Task to complete —
Please answer these questions about the forum thread on petite glasses below, marking each answer with its letter:
(a) What price is given for the case of 200 three-inch clear cylinder flaskets?
(b) What does ed buchanan suggest using once blackradish turns down shot glasses with handles?
(c) Where did leethequeen get hers?
** Start of Passage given **
# Looking for petite glasses that don't look cheap



## blackradish (Sep 14, 2008)

Anyone know another name for these types of petite glasses? I want to use them for soup shooters for an event in November, but they are a little pricey for this client's budget.

I did an internet search on "clear cylinder" blah blah, but didn't come up with anything usable.

Anyone have a source they could share or other ideas for going cheaper without looking "cheap"! 

Thanks a bunch!

EDITED: I cannot post a link until I've made 5 posts or more...darn. Well - please go to Smarty had a party website, click on petites and then look for these: 
and I'm referring to the  *3" Clear Cylinder Flasket - Case of 200*

SKU: 615cs

*PRICE: $119.95*


----------



## ed buchanan (May 29, 2006)

Edward Don Inc. they are on web. Real nice shooters items #G6132
#G6120
(WITH HANDLES) 1 1/2 OUNCE TO 2 OUNCE

wHOLESALE ONLY


----------



## blackradish (Sep 14, 2008)

I don't want shot glasses with handles - anyone else have a resource?


----------



## ed buchanan (May 29, 2006)

Use the glass, small candle holders


----------



## leethequeen (Mar 13, 2002)

Check out Tuesday Morning, KMart, Walmart - got mine at a Thrift store. Good luck!


----------



## tri2cook (Nov 25, 2007)

There was another discussion on this topic here: http://www.cheftalk.com/forums/profe...-shooters.html Just in case it helps.


----------
** End of Passage given **
** Start of Data shown **
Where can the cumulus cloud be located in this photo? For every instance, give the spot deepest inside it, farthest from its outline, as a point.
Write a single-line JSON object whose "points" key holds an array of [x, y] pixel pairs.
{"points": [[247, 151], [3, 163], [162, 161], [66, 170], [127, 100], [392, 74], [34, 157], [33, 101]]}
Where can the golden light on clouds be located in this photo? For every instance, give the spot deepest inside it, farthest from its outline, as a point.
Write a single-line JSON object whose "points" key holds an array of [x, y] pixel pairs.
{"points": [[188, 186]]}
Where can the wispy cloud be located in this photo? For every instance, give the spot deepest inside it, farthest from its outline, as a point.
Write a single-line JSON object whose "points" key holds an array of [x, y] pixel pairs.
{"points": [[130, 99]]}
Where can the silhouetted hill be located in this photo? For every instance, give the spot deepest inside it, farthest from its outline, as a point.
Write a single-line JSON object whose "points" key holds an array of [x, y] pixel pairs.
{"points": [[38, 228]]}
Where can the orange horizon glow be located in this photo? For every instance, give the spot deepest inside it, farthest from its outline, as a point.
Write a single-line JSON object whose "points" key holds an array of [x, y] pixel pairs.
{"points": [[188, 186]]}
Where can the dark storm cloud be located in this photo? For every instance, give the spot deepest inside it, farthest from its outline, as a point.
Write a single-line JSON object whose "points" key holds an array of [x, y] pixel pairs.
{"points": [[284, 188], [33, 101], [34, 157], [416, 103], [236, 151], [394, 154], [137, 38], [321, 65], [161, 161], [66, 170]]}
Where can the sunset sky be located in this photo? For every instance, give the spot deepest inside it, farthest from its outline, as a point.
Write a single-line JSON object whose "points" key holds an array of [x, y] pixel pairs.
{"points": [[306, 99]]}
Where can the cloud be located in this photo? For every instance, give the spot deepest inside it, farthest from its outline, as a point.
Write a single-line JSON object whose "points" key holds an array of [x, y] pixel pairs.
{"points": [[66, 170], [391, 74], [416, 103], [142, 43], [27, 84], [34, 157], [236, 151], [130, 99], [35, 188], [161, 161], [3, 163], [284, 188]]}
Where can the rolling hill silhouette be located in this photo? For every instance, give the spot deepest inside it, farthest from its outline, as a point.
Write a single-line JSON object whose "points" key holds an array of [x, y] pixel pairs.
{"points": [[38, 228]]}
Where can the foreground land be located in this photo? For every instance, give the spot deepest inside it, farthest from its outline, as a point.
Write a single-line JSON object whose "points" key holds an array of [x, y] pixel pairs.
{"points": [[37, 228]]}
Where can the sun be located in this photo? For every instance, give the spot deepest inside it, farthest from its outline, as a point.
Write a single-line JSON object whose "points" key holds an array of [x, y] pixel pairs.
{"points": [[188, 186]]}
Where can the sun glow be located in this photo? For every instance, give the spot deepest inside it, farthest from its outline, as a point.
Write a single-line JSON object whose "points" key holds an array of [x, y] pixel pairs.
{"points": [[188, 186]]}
** End of Data shown **
Response —
(a) $119.95
(b) Small glass candle holders
(c) At a thrift store